Input data
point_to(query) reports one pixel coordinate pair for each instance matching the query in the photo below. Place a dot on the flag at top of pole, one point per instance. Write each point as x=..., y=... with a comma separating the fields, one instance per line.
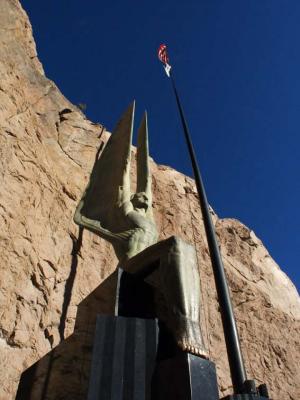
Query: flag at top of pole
x=163, y=57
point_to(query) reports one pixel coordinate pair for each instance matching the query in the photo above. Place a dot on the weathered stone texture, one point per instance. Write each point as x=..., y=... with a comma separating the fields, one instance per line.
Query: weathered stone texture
x=52, y=288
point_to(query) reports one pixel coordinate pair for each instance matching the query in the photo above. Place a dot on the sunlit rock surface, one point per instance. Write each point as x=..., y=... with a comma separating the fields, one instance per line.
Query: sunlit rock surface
x=52, y=286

The task
The only acceptable answer is a number: how many lines of the listing contain the word "Write".

Written solution
3